## Set exercise
Turn the lines, from the very first one through the line with "top-left (0, 498), bottom-right (6, 577)", into a numbered list, leaving out any blank lines.

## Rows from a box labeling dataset
::::::::
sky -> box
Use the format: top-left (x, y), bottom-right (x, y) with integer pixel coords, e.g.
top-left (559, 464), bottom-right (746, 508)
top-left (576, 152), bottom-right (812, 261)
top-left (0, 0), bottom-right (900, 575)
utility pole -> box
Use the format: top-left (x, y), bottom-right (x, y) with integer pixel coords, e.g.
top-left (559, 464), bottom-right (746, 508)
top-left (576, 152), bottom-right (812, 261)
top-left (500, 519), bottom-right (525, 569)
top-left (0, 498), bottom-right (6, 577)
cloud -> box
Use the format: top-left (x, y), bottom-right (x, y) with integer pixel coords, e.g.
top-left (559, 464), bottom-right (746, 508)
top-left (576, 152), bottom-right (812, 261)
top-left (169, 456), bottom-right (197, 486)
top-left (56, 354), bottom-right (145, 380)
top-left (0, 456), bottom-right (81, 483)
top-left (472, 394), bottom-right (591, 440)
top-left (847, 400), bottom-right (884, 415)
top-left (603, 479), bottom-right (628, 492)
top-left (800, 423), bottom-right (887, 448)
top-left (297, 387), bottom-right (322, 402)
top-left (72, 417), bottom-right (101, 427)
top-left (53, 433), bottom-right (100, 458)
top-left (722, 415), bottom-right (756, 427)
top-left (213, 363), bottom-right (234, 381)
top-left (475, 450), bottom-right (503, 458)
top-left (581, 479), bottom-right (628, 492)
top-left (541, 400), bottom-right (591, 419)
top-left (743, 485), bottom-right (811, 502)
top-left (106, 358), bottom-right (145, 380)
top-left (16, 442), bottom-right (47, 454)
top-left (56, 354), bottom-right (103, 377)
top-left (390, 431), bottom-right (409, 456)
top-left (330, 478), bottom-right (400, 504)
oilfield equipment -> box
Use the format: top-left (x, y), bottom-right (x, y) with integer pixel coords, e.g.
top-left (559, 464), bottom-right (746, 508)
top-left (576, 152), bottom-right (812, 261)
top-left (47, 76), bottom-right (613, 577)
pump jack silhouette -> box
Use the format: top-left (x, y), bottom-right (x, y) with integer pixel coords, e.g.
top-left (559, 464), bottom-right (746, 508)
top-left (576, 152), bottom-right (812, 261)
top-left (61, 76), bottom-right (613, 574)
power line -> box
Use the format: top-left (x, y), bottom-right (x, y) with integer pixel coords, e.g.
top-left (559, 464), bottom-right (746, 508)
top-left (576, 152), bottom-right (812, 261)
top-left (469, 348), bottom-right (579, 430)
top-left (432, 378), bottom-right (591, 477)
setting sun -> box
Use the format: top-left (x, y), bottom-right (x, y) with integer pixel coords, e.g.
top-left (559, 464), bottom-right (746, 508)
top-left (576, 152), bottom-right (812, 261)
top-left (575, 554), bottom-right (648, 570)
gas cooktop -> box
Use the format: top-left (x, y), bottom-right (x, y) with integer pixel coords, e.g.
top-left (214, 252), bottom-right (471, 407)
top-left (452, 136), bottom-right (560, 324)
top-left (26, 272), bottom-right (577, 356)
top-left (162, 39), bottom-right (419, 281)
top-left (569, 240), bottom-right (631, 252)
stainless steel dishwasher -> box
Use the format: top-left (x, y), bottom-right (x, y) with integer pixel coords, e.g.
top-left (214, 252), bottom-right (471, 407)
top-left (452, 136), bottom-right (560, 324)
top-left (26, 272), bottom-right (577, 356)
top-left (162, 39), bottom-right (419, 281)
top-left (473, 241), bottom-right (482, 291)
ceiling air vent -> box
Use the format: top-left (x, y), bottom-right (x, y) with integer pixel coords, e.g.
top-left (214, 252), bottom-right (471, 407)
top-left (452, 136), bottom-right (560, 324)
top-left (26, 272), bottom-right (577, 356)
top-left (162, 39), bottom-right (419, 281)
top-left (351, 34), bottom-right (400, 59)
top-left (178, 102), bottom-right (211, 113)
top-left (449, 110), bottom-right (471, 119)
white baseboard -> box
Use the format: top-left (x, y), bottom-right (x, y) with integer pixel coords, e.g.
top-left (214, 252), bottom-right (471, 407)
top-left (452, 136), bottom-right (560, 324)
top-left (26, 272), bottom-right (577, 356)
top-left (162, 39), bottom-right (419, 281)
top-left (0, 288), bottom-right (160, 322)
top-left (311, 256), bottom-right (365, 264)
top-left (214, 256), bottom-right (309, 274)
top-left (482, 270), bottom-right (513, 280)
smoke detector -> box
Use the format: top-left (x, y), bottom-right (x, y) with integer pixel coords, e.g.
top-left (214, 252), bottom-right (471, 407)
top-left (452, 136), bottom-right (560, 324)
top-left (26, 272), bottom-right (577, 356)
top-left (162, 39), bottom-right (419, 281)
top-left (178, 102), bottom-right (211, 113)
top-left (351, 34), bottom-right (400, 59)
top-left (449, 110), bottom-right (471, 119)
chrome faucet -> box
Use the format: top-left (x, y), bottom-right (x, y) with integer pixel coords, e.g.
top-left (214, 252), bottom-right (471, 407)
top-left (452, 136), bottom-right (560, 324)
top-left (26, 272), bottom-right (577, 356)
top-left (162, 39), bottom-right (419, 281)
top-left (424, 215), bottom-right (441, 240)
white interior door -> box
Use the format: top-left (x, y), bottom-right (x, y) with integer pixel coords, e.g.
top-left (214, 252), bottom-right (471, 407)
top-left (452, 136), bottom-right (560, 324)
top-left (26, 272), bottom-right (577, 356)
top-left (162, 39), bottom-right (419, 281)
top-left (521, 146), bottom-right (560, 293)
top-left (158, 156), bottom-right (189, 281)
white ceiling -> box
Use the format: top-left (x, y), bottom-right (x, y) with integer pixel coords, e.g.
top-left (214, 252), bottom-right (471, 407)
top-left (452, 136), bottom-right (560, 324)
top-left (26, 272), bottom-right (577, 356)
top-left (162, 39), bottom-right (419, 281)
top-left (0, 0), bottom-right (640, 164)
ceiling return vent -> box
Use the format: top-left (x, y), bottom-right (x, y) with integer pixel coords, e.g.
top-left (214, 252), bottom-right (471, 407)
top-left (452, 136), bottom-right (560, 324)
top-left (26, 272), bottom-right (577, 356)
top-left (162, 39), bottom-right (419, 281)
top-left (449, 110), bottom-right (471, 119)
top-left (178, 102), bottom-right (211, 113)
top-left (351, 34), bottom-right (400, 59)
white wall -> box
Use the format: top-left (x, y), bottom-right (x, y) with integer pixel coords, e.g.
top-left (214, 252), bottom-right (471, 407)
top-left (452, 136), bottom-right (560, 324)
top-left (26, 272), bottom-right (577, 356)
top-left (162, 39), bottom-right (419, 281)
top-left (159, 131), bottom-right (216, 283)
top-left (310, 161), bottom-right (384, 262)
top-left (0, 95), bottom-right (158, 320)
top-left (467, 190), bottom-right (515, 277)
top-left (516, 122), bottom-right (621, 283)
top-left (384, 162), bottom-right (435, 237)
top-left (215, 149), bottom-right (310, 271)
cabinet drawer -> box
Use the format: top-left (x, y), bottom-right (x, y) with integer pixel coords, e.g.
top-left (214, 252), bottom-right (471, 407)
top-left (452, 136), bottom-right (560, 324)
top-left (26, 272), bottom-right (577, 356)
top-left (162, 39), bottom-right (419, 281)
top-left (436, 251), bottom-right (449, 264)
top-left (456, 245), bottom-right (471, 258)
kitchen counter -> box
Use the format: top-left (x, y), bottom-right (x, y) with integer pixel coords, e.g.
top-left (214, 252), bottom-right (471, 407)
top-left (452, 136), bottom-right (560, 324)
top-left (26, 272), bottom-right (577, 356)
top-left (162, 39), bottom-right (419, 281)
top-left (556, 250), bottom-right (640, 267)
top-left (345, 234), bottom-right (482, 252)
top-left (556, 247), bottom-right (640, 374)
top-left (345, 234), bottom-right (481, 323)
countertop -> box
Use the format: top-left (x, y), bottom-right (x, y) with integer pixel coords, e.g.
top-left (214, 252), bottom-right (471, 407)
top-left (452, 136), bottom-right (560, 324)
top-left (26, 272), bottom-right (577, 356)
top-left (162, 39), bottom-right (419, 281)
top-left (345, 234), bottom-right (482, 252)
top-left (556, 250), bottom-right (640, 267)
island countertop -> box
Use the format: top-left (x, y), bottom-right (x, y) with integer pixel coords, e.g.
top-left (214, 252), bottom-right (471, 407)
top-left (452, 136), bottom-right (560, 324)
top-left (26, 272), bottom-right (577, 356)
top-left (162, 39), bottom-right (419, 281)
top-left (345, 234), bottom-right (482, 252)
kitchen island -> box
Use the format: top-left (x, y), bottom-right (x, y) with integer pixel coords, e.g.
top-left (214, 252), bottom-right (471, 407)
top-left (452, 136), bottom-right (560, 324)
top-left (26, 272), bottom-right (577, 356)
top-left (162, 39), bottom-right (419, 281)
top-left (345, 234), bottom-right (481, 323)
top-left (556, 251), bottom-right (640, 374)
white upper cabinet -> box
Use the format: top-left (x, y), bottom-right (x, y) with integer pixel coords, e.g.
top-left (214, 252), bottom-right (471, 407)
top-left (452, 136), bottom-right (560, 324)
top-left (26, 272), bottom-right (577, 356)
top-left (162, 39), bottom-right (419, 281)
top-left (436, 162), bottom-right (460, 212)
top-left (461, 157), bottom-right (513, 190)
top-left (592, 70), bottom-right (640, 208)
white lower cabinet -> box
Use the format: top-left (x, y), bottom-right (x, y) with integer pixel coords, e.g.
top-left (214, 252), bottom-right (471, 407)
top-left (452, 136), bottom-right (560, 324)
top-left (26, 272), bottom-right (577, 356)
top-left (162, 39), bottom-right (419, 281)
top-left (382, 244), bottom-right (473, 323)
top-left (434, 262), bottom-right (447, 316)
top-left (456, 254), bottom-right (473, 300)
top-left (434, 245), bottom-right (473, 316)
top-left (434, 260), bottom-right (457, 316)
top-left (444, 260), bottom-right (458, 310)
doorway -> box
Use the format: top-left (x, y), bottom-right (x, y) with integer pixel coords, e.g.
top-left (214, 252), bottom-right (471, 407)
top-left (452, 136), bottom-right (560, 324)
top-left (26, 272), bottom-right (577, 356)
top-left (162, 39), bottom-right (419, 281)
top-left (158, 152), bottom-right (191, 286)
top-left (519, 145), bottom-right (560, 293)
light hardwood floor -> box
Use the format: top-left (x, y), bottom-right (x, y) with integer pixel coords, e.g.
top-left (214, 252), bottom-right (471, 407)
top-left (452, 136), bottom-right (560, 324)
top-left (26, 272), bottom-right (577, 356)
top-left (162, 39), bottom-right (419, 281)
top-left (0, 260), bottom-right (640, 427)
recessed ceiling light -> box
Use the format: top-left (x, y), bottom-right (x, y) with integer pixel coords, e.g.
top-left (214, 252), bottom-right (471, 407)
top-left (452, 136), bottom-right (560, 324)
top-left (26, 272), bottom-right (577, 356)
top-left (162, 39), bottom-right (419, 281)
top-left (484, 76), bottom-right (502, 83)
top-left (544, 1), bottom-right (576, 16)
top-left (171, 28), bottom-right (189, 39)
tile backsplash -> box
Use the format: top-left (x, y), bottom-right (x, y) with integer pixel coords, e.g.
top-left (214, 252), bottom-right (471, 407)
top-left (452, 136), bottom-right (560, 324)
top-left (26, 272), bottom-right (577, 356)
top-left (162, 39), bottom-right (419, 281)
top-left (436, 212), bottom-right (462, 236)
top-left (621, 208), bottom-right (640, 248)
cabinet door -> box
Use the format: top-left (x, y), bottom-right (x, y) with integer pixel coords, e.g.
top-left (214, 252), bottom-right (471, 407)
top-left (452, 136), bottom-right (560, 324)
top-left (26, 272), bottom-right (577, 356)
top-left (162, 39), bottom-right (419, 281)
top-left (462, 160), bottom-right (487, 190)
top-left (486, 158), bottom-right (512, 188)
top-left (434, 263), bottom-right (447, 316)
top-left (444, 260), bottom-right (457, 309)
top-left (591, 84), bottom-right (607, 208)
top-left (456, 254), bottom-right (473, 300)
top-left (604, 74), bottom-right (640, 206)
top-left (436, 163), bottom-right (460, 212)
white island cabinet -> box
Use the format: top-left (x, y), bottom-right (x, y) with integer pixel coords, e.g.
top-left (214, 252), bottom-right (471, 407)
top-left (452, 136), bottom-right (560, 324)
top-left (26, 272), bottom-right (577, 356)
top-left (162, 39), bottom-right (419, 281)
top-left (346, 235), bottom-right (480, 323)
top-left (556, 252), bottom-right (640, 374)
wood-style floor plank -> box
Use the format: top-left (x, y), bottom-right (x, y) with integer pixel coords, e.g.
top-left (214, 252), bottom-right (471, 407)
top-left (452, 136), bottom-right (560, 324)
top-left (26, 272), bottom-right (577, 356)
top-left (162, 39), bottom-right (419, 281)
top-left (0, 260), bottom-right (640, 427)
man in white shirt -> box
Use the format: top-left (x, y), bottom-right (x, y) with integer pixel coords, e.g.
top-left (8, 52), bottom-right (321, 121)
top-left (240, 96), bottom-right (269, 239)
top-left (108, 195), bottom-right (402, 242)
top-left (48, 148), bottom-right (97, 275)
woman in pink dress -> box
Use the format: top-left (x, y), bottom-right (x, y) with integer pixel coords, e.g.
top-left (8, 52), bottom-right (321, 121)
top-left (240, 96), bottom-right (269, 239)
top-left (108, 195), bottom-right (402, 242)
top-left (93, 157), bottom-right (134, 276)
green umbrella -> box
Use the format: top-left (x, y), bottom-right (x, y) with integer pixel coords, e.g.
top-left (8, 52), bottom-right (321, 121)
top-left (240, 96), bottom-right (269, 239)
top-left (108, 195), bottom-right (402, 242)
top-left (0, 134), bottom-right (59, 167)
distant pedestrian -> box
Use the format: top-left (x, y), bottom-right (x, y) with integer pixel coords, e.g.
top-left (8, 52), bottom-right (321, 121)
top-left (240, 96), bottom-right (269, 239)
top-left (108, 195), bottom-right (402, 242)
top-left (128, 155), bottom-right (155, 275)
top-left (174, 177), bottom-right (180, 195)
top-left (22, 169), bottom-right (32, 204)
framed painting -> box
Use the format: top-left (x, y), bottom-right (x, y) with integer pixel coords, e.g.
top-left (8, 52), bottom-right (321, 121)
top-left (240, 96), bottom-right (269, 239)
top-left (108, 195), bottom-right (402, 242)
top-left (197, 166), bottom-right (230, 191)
::::::::
## Exercise response
1. sky -> box
2. Use the format: top-left (x, y), bottom-right (x, y) with integer pixel coords, e.g.
3. top-left (559, 464), bottom-right (746, 508)
4. top-left (576, 152), bottom-right (812, 261)
5. top-left (0, 0), bottom-right (900, 575)
6. utility pole -> box
7. Use the format: top-left (x, y), bottom-right (x, y) with integer pixel coords, e.g.
8. top-left (559, 464), bottom-right (746, 508)
9. top-left (576, 152), bottom-right (812, 261)
10. top-left (500, 519), bottom-right (525, 569)
11. top-left (0, 498), bottom-right (6, 577)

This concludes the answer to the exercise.